__Exercise aim__
List each line below that contains the word "fields", copying every such line in full. Count only matches in the same case.

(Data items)
┄┄┄┄┄┄┄┄┄┄┄┄┄┄┄┄┄┄┄┄
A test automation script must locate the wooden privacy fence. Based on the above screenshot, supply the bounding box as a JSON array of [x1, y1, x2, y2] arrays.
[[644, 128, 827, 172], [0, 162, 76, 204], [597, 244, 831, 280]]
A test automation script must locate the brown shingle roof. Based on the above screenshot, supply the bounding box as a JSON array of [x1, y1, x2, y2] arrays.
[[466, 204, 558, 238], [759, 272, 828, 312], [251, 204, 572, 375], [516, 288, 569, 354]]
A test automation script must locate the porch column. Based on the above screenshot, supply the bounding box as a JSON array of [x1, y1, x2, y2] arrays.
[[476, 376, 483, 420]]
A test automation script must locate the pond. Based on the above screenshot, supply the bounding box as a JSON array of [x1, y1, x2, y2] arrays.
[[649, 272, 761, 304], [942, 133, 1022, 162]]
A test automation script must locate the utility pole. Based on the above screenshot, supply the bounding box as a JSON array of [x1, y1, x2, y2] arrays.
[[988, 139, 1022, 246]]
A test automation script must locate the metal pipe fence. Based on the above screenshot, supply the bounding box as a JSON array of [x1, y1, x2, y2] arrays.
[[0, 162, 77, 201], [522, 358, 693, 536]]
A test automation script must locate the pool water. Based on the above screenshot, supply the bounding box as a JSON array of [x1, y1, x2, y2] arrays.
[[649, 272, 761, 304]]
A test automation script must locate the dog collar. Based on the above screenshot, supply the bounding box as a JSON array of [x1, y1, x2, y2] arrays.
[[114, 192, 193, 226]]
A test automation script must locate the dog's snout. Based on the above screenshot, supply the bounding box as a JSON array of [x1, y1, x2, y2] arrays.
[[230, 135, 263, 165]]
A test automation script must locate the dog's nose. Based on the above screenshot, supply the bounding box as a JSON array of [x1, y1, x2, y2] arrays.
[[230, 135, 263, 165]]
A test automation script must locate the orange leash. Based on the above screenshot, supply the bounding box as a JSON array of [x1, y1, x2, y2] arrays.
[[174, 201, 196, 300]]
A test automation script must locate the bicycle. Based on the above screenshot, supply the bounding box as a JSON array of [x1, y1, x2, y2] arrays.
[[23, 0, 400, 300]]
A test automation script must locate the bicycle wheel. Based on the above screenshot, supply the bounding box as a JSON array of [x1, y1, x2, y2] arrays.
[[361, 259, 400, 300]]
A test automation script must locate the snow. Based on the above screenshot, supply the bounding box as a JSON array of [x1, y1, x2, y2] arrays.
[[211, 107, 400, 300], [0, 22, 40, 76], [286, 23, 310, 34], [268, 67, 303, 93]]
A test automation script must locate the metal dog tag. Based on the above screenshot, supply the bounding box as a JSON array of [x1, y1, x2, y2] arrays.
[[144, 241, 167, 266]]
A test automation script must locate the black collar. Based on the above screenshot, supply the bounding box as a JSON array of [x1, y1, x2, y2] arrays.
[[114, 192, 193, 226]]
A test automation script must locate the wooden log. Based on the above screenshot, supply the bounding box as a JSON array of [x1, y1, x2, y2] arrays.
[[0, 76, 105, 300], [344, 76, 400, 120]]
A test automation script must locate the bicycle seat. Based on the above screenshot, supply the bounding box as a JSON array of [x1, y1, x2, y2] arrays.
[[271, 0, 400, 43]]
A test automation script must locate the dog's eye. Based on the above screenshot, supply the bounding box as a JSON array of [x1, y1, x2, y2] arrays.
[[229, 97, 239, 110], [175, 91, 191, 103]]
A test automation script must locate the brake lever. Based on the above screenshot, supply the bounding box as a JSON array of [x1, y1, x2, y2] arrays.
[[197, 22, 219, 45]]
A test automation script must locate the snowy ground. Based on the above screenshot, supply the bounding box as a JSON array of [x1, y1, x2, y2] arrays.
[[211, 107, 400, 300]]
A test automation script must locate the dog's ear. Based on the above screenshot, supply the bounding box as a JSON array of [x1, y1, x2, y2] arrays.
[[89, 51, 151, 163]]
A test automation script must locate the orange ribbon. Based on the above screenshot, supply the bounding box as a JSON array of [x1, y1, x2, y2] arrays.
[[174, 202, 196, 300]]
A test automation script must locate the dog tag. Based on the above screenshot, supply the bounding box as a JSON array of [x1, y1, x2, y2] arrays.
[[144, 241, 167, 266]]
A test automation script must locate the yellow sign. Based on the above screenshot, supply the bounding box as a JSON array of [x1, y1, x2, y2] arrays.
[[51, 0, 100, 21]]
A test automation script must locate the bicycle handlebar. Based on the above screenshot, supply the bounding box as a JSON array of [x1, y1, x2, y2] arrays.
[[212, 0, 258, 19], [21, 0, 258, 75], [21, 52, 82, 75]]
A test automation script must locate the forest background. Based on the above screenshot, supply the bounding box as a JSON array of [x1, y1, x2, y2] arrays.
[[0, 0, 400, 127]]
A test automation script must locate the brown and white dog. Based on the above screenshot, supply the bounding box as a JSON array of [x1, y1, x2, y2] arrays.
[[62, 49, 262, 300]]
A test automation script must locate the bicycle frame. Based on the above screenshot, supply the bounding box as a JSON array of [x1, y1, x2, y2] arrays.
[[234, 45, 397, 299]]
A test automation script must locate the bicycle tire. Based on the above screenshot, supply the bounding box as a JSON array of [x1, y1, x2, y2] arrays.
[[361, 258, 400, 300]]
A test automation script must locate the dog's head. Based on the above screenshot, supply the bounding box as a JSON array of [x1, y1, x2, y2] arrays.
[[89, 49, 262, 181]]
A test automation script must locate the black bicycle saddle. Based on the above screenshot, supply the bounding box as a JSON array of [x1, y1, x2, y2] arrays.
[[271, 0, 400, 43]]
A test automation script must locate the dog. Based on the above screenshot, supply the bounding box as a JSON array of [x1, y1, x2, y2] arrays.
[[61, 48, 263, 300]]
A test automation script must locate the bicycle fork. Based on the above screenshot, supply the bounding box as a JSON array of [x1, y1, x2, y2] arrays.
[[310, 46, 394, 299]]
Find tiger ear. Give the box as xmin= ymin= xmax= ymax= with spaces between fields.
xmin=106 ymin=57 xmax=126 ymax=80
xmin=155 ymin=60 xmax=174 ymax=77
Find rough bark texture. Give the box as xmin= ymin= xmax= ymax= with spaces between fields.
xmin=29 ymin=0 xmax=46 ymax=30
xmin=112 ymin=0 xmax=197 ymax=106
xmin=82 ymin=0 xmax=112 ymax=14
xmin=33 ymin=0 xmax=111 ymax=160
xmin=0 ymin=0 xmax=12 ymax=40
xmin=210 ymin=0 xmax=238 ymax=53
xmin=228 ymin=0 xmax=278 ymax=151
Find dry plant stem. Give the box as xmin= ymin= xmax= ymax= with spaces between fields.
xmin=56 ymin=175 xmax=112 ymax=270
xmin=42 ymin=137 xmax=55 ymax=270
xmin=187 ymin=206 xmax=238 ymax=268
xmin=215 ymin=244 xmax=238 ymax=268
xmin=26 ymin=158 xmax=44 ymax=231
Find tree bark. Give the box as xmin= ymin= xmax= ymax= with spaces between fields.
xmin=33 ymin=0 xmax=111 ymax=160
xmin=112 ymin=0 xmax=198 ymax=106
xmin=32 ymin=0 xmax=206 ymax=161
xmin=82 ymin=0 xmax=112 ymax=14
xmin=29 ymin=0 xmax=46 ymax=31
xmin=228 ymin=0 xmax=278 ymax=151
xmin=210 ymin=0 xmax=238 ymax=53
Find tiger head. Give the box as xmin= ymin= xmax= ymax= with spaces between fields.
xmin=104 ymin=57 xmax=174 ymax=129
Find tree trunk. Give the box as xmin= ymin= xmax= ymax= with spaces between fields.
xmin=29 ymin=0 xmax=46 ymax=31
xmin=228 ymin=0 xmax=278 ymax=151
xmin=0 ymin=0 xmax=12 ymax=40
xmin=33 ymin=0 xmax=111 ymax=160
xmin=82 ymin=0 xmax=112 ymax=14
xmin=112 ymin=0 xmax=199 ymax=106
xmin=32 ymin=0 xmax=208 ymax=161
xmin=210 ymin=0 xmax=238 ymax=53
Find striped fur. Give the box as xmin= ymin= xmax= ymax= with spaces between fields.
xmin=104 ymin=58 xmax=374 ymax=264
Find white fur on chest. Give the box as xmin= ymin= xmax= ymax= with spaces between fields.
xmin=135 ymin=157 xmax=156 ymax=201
┄┄┄┄┄┄┄┄┄┄┄┄┄┄┄┄┄┄┄┄
__Written reply__
Find tiger ear. Give the box as xmin= ymin= xmax= ymax= with spaces between fields.
Find rough bark texture. Give the box as xmin= ymin= xmax= ymax= with spaces between fields.
Find dry plant stem. Give the box as xmin= ymin= xmax= ymax= with spaces between fields.
Find tree bark. Give the box as xmin= ymin= xmax= ymax= with spaces between fields.
Find tiger head. Give the box as xmin= ymin= xmax= ymax= with spaces between fields.
Find tree trunk. Give the box as xmin= ymin= xmax= ymax= with spaces between fields.
Find striped fur. Give the box as xmin= ymin= xmax= ymax= with spaces between fields.
Find white fur on chest. Give the box as xmin= ymin= xmax= ymax= with spaces between fields.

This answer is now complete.